-- SOURCE PASSAGE follows --
WESTWOOD—The Westwood High School yearbook for 1944–1945 featured this page of students who, having reached enlistment age prior to graduation, had already joined the military during World War II. On the cusp of manhood, these teenagers left their families, their friends, to be shipped to overseas battlefields and unknown fates in service to their country. As the saying goes, “Freedom isn’t free.”
With Westwood and Park Ridge being the only high schools in the Pascack Valley at that time, kids attending the Westwood campus—which back then was a large brick building on Fourth Avenue—came from that borough, plus Washington Township, Emerson, Hillsdale, River Vale, and beyond.
Accompanying text on the facing yearbook page reads, “The seniors have spoken many times of the absent members of their class who would have graduated with them in June were it not for the war. These classmates are now at various foreign stations. The winter in western Europe has been severe, requiring as much effort to overcome as the enemy. The South Pacific is the other weather extreme, steaming jungles with their constant threat of fever and disease, ripping coral reefs sharp as razors, poor drinking water, and a more fanatical adversary.
A number of those who will graduate in June will be called upon to face some of these hardships. May 1945 be the year of a final victory and a speedy return home.”
-- SOURCE PASSAGE concluded --
-- ENTRIES SHOWN follows --
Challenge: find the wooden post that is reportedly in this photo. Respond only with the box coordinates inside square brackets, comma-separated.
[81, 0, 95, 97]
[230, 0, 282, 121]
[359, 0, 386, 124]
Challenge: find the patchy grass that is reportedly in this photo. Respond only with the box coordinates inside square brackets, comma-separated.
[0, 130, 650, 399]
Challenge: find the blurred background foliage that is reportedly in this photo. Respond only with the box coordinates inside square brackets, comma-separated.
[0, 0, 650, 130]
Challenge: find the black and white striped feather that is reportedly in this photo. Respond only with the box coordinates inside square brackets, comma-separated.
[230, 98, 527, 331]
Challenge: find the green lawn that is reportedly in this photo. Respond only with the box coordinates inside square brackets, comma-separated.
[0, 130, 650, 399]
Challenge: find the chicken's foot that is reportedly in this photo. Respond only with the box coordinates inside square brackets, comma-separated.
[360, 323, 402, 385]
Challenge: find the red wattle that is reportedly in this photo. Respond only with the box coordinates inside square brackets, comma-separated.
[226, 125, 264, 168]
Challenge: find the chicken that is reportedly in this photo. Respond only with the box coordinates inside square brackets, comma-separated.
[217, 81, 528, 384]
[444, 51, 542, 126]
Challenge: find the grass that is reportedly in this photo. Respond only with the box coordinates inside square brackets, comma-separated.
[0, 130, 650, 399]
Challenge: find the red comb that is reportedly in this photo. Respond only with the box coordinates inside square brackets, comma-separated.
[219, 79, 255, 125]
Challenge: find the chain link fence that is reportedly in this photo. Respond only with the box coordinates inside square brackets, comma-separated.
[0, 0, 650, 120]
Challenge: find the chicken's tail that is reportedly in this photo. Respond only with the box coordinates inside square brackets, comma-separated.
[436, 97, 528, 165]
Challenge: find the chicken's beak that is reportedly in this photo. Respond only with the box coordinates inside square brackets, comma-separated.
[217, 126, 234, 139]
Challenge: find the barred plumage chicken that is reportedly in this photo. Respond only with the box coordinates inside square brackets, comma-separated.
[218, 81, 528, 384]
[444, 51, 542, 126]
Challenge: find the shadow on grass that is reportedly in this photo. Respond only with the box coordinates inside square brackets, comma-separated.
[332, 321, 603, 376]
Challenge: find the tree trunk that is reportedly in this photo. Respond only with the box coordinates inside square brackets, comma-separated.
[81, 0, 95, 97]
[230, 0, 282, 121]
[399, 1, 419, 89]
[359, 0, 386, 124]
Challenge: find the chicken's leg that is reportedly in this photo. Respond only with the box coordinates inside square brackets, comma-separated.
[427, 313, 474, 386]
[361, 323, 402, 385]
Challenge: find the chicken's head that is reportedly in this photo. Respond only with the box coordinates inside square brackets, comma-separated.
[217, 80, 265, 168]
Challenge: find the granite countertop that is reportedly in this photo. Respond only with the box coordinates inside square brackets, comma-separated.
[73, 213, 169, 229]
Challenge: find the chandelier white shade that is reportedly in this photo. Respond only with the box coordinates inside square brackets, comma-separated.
-- ENTRIES SHOWN concluded --
> WORK INSTRUCTIONS
Write out, word for word, the part of the yearbook passage that starts at the words "With Westwood and" and stops after the words "Vale, and beyond.". The entries have no connection to the yearbook passage.

> THE COMPLETED TASK
With Westwood and Park Ridge being the only high schools in the Pascack Valley at that time, kids attending the Westwood campus—which back then was a large brick building on Fourth Avenue—came from that borough, plus Washington Township, Emerson, Hillsdale, River Vale, and beyond.